Exercise brief: Copy out all of the material below, changing every "every instance" to "each instance" and keeping everything else the same.

+++ Input for this task

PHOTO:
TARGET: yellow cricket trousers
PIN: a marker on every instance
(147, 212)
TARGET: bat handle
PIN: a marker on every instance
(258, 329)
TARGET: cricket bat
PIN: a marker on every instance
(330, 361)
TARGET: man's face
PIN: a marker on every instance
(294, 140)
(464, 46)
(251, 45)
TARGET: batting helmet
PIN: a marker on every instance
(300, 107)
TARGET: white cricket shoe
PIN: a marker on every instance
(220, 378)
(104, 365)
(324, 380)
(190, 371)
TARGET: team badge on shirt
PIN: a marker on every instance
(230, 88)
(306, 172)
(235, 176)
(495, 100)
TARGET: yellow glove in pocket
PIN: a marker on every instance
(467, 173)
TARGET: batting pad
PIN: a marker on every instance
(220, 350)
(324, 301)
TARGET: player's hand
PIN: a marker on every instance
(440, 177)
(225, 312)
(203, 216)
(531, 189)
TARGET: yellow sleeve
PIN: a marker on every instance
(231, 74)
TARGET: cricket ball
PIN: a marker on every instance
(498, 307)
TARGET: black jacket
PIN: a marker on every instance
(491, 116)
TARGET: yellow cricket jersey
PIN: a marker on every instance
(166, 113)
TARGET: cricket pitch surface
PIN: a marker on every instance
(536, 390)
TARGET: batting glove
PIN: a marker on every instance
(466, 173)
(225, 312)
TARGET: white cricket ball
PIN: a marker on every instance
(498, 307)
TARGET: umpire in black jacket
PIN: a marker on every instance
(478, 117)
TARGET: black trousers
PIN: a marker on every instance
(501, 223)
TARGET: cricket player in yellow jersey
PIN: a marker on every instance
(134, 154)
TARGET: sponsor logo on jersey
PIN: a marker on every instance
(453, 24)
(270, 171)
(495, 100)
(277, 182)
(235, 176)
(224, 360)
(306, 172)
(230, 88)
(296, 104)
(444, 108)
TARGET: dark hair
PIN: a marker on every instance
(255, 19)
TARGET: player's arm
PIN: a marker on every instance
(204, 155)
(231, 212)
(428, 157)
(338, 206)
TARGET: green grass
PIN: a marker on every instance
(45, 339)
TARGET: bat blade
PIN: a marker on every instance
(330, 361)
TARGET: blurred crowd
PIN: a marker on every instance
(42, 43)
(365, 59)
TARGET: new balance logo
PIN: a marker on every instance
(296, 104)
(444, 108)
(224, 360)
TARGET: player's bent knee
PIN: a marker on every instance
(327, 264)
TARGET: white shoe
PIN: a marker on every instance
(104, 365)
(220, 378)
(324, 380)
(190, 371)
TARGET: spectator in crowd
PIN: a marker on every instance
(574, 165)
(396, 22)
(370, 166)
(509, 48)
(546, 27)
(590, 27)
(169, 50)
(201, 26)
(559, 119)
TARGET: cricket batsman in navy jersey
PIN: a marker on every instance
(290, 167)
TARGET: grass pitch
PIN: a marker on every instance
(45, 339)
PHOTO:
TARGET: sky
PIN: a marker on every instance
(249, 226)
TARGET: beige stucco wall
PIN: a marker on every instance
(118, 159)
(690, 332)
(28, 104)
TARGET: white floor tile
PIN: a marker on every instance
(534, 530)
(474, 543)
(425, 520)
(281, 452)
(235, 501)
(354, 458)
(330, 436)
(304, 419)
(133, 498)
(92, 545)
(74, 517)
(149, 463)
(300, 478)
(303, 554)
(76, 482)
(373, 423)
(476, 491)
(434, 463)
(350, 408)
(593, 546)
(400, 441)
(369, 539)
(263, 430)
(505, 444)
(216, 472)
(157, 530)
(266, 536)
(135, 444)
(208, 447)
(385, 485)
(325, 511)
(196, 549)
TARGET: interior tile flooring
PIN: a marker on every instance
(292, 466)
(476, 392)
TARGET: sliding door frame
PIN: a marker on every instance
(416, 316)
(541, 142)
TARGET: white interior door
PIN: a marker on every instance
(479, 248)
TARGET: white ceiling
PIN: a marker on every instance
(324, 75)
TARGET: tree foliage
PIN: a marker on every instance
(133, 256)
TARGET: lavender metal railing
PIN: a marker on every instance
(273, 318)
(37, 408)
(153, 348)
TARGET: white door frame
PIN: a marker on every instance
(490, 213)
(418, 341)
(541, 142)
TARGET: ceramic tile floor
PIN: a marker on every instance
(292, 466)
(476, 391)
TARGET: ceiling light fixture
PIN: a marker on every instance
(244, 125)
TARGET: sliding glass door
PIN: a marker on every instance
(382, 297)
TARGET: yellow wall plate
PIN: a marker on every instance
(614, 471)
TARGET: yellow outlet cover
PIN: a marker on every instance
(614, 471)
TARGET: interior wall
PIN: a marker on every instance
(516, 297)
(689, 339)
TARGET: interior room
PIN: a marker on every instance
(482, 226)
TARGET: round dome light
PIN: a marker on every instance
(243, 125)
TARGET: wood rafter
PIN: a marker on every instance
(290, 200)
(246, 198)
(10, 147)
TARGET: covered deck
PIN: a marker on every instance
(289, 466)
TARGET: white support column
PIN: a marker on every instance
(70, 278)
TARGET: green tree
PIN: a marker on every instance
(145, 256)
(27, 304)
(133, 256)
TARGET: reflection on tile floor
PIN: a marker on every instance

++++++

Complete output:
PHOTO:
TARGET: yellow cricket trousers
PIN: a marker on each instance
(147, 212)
TARGET: bat handle
PIN: a marker on each instance
(258, 329)
TARGET: cricket bat
PIN: a marker on each instance
(330, 361)
TARGET: man's face
PIN: a marker on each instance
(294, 140)
(464, 46)
(251, 45)
TARGET: batting helmet
PIN: a marker on each instance
(300, 107)
TARGET: white cricket shoe
PIN: a marker on each instance
(220, 378)
(104, 365)
(324, 380)
(190, 371)
TARGET: team badge on shirt
PIN: a marker on each instance
(230, 88)
(306, 172)
(235, 176)
(495, 100)
TARGET: yellow glove in pocket
PIN: a marker on each instance
(467, 173)
TARGET: batting pad
PIN: a marker on each instance
(220, 350)
(324, 301)
TARGET: player's hand
PIN: a marker on each instance
(440, 177)
(225, 312)
(203, 216)
(531, 189)
TARGET: yellow sleeve
PIN: a marker on each instance
(231, 74)
TARGET: cricket ball
PIN: a marker on each instance
(498, 307)
TARGET: black jacket
PIN: a marker on each instance
(491, 116)
TARGET: yellow cricket jersey
PIN: a marker on each instance
(166, 113)
TARGET: cricket pitch surface
PIN: a marker on each instance
(536, 390)
TARGET: batting glove
PIN: a marker on each instance
(466, 173)
(225, 312)
TARGET: white cricket ball
PIN: a marker on each instance
(498, 307)
TARGET: umpire in black jacket
PIN: a marker on each instance
(478, 117)
TARGET: black trousers
PIN: a marker on each instance
(501, 223)
TARGET: cricket player in yellow jersey
PIN: a marker on each instance
(134, 154)
TARGET: sponsor logo on jersey
PIN: a marker on each instance
(453, 24)
(270, 171)
(495, 100)
(277, 182)
(235, 176)
(224, 360)
(306, 172)
(230, 88)
(296, 104)
(444, 108)
TARGET: dark hair
PIN: a marker on each instance
(255, 19)
TARGET: player's arm
PIN: a marker on each instance
(204, 155)
(231, 212)
(428, 157)
(338, 206)
TARGET: green grass
PIN: a marker on each instance
(45, 339)
TARGET: bat blade
PIN: a marker on each instance
(330, 361)
TARGET: blurred crowd
PIN: a marker on each instance
(42, 43)
(365, 59)
TARGET: new balance logo
PIN: a marker on each instance
(296, 104)
(444, 108)
(224, 360)
TARGET: player's bent knee
PIN: a marker on each instance
(327, 264)
TARGET: white shoe
PIN: a marker on each instance
(104, 365)
(220, 378)
(324, 380)
(190, 371)
TARGET: spectator in crowd
PIN: a marker on each instance
(574, 165)
(396, 22)
(370, 166)
(509, 48)
(546, 27)
(590, 27)
(169, 50)
(201, 26)
(559, 119)
TARGET: cricket batsman in navy jersey
PIN: a marker on each instance
(290, 167)
TARGET: grass pitch
PIN: a marker on each instance
(45, 339)
PHOTO:
TARGET: sky
PIN: a marker on each instance
(249, 226)
TARGET: beige stucco wall
PIN: a marker on each instance
(118, 159)
(690, 332)
(28, 104)
TARGET: white floor tile
PIN: a marker on each instance
(534, 530)
(474, 543)
(425, 520)
(281, 452)
(235, 501)
(354, 458)
(330, 436)
(304, 419)
(133, 498)
(92, 545)
(74, 517)
(149, 463)
(300, 478)
(303, 554)
(76, 482)
(373, 423)
(476, 491)
(434, 463)
(350, 408)
(593, 546)
(400, 441)
(369, 539)
(263, 430)
(505, 444)
(216, 472)
(157, 530)
(266, 536)
(135, 444)
(208, 447)
(385, 485)
(325, 511)
(196, 549)
TARGET: interior tile flooring
PIN: a marker on each instance
(292, 466)
(476, 392)
TARGET: sliding door frame
PIN: a marker on each instance
(416, 316)
(541, 142)
TARGET: white interior door
PIN: a marker on each instance
(479, 248)
TARGET: white ceiling
PIN: a marker on each instance
(324, 75)
TARGET: tree foliage
PIN: a marker on each instance
(133, 256)
TARGET: lavender metal railing
PIN: a marker on each instance
(273, 318)
(37, 408)
(153, 348)
TARGET: white door frame
PIN: a marker on each instance
(490, 213)
(418, 341)
(541, 142)
TARGET: ceramic tile floor
PIN: a marker on each instance
(292, 466)
(476, 391)
TARGET: ceiling light fixture
PIN: a marker on each instance
(244, 125)
TARGET: sliding glass door
PIN: a marker on each instance
(382, 297)
TARGET: yellow wall plate
PIN: a marker on each instance
(614, 471)
TARGET: yellow outlet cover
PIN: a marker on each instance
(614, 471)
TARGET: interior wall
PIN: a marker on each instance
(516, 297)
(689, 339)
TARGET: interior room
PIN: a marker on each instance
(482, 226)
TARGET: round dome light
PIN: a marker on each instance
(243, 125)
TARGET: wood rafter
PIN: a marker on each instance
(290, 200)
(246, 198)
(10, 147)
TARGET: covered deck
PIN: a marker on each instance
(289, 466)
TARGET: white support column
PIN: a marker on each instance
(70, 278)
TARGET: green tree
PIN: a marker on each instance
(145, 256)
(27, 304)
(133, 256)
TARGET: reflection on tile floor
PIN: a marker on each instance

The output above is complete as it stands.